#### [DIRECTIONS]
Can you copy out every one of the records below line for line, with no changes, and leave out the pictures?

#### [SUPPLIED RECORDS]
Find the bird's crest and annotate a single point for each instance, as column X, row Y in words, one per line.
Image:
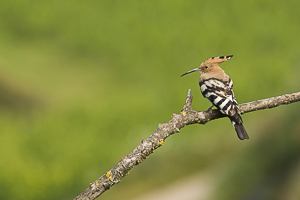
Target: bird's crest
column 218, row 60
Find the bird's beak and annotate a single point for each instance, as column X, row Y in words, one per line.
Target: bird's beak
column 193, row 70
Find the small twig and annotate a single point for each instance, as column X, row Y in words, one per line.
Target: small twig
column 186, row 117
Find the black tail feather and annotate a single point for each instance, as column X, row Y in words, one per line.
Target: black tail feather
column 241, row 132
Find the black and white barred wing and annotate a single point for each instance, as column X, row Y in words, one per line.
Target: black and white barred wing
column 220, row 94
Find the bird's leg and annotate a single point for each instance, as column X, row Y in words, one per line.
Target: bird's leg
column 210, row 108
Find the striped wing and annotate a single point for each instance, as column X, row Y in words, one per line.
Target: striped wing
column 220, row 94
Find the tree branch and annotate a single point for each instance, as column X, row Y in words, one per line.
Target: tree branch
column 187, row 116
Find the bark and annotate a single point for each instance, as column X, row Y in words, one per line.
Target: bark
column 187, row 116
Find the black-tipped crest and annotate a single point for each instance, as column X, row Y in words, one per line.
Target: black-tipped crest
column 193, row 70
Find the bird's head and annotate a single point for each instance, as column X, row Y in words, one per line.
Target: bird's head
column 210, row 65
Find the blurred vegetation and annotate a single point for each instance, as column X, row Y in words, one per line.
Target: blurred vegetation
column 83, row 82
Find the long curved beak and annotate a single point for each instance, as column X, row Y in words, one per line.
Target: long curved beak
column 193, row 70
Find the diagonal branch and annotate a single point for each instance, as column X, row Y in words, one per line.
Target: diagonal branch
column 187, row 116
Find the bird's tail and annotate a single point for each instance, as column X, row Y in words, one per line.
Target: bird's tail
column 237, row 122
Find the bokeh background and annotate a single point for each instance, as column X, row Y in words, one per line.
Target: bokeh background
column 83, row 82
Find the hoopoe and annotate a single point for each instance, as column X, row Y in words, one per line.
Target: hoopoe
column 216, row 86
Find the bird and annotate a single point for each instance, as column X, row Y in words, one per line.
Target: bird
column 216, row 86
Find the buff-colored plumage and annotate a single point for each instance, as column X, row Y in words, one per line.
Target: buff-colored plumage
column 216, row 86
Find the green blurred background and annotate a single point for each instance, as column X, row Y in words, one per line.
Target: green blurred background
column 83, row 82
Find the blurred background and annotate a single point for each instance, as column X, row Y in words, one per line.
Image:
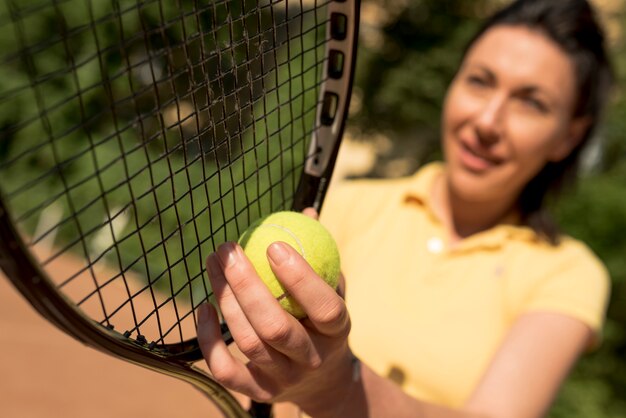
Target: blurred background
column 409, row 50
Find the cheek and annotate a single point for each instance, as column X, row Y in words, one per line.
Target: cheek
column 533, row 142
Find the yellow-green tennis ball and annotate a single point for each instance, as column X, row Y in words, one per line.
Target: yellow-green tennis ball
column 305, row 235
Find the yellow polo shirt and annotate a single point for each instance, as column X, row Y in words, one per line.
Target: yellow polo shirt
column 431, row 317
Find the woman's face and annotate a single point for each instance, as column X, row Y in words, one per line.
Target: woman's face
column 507, row 113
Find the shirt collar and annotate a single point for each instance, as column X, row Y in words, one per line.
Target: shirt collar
column 419, row 192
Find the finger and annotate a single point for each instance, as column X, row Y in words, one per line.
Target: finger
column 244, row 335
column 270, row 321
column 224, row 367
column 325, row 309
column 311, row 213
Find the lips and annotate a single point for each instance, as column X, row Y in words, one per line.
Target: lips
column 475, row 159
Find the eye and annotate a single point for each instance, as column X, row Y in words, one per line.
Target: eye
column 535, row 104
column 477, row 80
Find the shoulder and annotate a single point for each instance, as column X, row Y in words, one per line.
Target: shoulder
column 568, row 278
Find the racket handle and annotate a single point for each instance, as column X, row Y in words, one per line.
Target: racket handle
column 260, row 410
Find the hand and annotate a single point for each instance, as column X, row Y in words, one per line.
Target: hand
column 303, row 362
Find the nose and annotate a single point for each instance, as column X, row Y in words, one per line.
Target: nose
column 489, row 121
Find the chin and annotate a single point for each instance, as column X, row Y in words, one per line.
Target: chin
column 475, row 187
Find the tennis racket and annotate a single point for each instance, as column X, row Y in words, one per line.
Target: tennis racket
column 138, row 135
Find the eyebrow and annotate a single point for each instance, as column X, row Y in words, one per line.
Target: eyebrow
column 526, row 89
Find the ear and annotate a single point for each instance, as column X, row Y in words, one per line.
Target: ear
column 574, row 135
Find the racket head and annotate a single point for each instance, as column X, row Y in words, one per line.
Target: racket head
column 138, row 137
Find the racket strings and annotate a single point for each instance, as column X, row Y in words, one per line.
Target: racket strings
column 143, row 135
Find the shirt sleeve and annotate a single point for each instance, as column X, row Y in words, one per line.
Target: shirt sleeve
column 578, row 285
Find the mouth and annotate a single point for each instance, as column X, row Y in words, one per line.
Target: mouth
column 475, row 160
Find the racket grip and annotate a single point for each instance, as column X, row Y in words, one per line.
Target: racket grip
column 260, row 410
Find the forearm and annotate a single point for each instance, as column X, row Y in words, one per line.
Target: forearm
column 372, row 396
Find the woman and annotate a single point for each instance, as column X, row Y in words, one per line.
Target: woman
column 462, row 298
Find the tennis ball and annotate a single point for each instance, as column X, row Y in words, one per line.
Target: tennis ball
column 305, row 235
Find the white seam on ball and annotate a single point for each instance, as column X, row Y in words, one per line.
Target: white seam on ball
column 294, row 236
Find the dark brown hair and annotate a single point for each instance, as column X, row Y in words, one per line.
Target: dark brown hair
column 573, row 25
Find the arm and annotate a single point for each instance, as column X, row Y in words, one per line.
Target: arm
column 309, row 362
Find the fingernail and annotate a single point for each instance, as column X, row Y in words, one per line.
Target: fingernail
column 227, row 253
column 203, row 312
column 278, row 253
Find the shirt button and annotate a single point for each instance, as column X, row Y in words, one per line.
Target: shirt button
column 435, row 245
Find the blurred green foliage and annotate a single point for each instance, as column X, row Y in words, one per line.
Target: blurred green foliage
column 408, row 54
column 158, row 129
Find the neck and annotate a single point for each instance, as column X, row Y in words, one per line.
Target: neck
column 463, row 218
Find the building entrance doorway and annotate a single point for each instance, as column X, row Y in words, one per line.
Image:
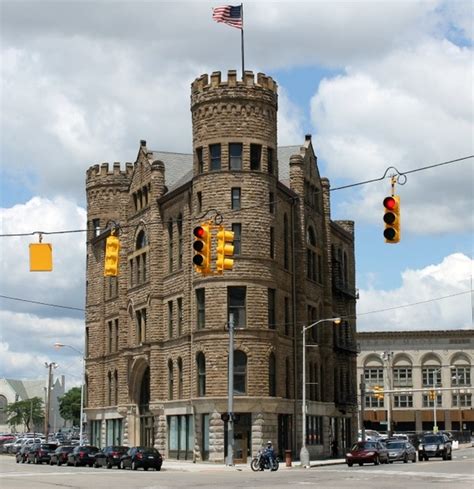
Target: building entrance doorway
column 147, row 432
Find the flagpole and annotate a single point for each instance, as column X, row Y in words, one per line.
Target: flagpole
column 242, row 38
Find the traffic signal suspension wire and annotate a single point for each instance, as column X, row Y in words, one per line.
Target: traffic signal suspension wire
column 350, row 316
column 259, row 205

#### [WRITTEN ANSWER]
Find the bird's crest and annotate a single point for each instance, as column X, row Y in words, one per line.
Image:
Target: bird's crest
column 218, row 60
Find the bird's beak and annotate a single point for each instance, as column X, row Y in words, one per line.
Target: bird's beak
column 193, row 70
Find the small twig and annotate a single point for each instance, as column X, row Y in words, one per line.
Target: small twig
column 186, row 117
Find the black tail feather and annotate a single point for each instance, as column X, row Y in words, one per line.
Target: black tail feather
column 241, row 132
Find the black and white barred wing and annotate a single point for each instance, as column X, row Y in words, one per line.
Target: black and white barred wing
column 220, row 94
Find the bird's leg and annotate a single point for each instance, as column X, row Y in words, one per line.
Target: bird's leg
column 210, row 108
Find the striped wing and annotate a single point for each instance, as column X, row Y in words, one per line.
Target: striped wing
column 220, row 94
Find the tree branch and annotate a single point for each instance, as column X, row Y in words, one per line.
Target: tree branch
column 187, row 116
Find the bark and annotate a single point for each instance, as column X, row Y in words, one per line.
Target: bark
column 187, row 116
Find the black-tipped crest and annotate a single point for each instance, as column X, row Y in words, one per line.
Target: black-tipped crest
column 193, row 70
Find the bird's head and annotate a single point for each instance, as column X, row Y in words, one per line.
Target: bird's head
column 210, row 65
Find the blurred vegetation and annotate a single point for each instance, as column X, row Y in words, one per line.
Target: blurred vegetation
column 83, row 82
Find the long curved beak and annotate a single point for each instance, as column X, row Y in words, one per line.
Target: long curved beak
column 193, row 70
Find the diagonal branch and annotate a single point for each instance, as column X, row Y in words, one per line.
Target: diagonal branch
column 187, row 116
Find the bird's tail and annotate a single point for each instance, as column X, row Y in words, one per line.
Target: bird's tail
column 237, row 122
Find the bokeh background and annotate a single point for each instance, as column X, row Y in words, one per line.
Target: bokeh background
column 83, row 82
Find the hoopoe and annotate a single point for each instance, as column X, row Y in words, one per line.
Target: hoopoe
column 216, row 86
Find the bird and annotate a single point for each instance, as column X, row Y in words, one per line.
Target: bird
column 216, row 86
Find the buff-colored plumage and annotate a single point for each instance, as column X, row Y in words, one per line.
Target: buff-colored plumage
column 216, row 86
Find the green blurred background and annotate a single point for each instance, as column X, row Y in words, one per line.
Target: green blurred background
column 83, row 82
Find the blurred background and annotate a single point for each instance, as column X, row Y in words, one per line.
Image:
Target: blurred background
column 409, row 50
Find the cheek and annotate a single point for each instance, as column X, row Y in words, one per line.
Target: cheek
column 533, row 142
Find the yellow-green tennis ball and annotate a single point for each instance, as column X, row Y in words, one per line.
Target: yellow-green tennis ball
column 305, row 235
Find the yellow polo shirt and annotate a single point for each instance, as column X, row Y in words, one per line.
Target: yellow polo shirt
column 431, row 317
Find the woman's face and annotate a single point for each instance, as column X, row Y in words, one per line.
Target: woman's face
column 507, row 113
Find the shirt collar and annotate a single point for each instance, as column X, row Y in words, one per line.
Target: shirt collar
column 419, row 192
Find the finger and annotate a single point for each instance, as column X, row Y in words, one per line.
Target: finger
column 244, row 335
column 270, row 321
column 224, row 367
column 325, row 309
column 311, row 213
Find the lips and annotate a single point for each instance, as column X, row Y in words, one per line.
Target: lips
column 475, row 159
Find the eye and annotate a single point for each instance, as column X, row Y in words, one per line.
Target: eye
column 535, row 104
column 477, row 80
Find the shoulder and annotate a single point for each instance, as column X, row Y in words, one per line.
Target: shoulder
column 568, row 278
Find the racket handle and annotate a single point for each instance, as column X, row Y in words, one per line.
Target: racket handle
column 260, row 410
Find the hand and annotate a single point for each instance, as column X, row Y in words, one per line.
Target: hand
column 303, row 362
Find the nose and annotate a single point for each instance, as column X, row Y in words, one per line.
Target: nose
column 489, row 121
Find the chin and annotate a single point for each instance, as column X, row Y in words, one per line.
Target: chin
column 475, row 187
Find the tennis racket and annotate a single point for each instance, as column X, row Y in words, one per line.
Target: tennis racket
column 138, row 135
Find the eyebrow and annotate a single point for each instance, as column X, row Y in words, one per line.
Target: eyebrow
column 526, row 89
Find the ear and annotate a single point for each instance, as column X, row Y in words, one per line.
Target: ear
column 574, row 135
Find the racket head and annotate a single point for each instance, as column X, row Y in words, one per line.
Target: racket head
column 138, row 137
Find the racket strings and annotate a single point for each instance, as column X, row Y in words, one per line.
Target: racket strings
column 143, row 135
Find the shirt sleeve and annotate a single point for each instance, as column X, row Y in words, one per line.
Target: shirt sleeve
column 578, row 285
Find the mouth and annotate a single point for each instance, as column X, row Y in words, one per line.
Target: mouth
column 475, row 160
Find the racket grip and annotate a single point for each instance, as column X, row Y in words, one per line.
Target: racket grip
column 260, row 410
Find the forearm and annotate a single point for each instance, as column X, row Y in words, one per line.
Target: forearm
column 372, row 396
Find the woman and annotate a single point for each instance, as column X, row Y in words, one per line.
Target: woman
column 462, row 298
Find the tennis ball and annotate a single point for each instance, as column X, row Y in words, one per line.
Target: tennis ball
column 305, row 235
Find the white seam on ball and annotate a single point for each instance, as column X, row Y in words, one per line.
Target: white seam on ball
column 294, row 236
Find the dark brown hair and annotate a single point for each instance, as column X, row Y in words, one per line.
Target: dark brown hair
column 573, row 25
Find the arm and annotate a single point for each instance, as column X, row Y in words, one per line.
Target: arm
column 309, row 362
Find the fingernail and annotate a single point for each instance, as column X, row Y in words, one per line.
Target: fingernail
column 227, row 253
column 203, row 312
column 278, row 253
Find the shirt button and annotate a single point for each instance, as column X, row Y in words, one per line.
Target: shirt button
column 435, row 245
Find the blurred green foliage and annotate a single point for each instance, as column X, row Y in words, one per line.
Target: blurred green foliage
column 408, row 54
column 158, row 129
Find the neck and annotate a single point for each instance, as column X, row Y in words, one per line.
Target: neck
column 463, row 218
Find the building entrance doorway and annotate a single point for each instance, as column X, row Y in words, one per line.
Image:
Target: building entrance doorway
column 147, row 432
Find the flagpole and annotate a single point for each instance, as column X, row Y in words, one per line.
Target: flagpole
column 242, row 38
Find the traffic signal suspension wire and annotate a single point for each instance, as column X, row Y in words, one per line.
Target: traffic signal suspension wire
column 350, row 316
column 259, row 205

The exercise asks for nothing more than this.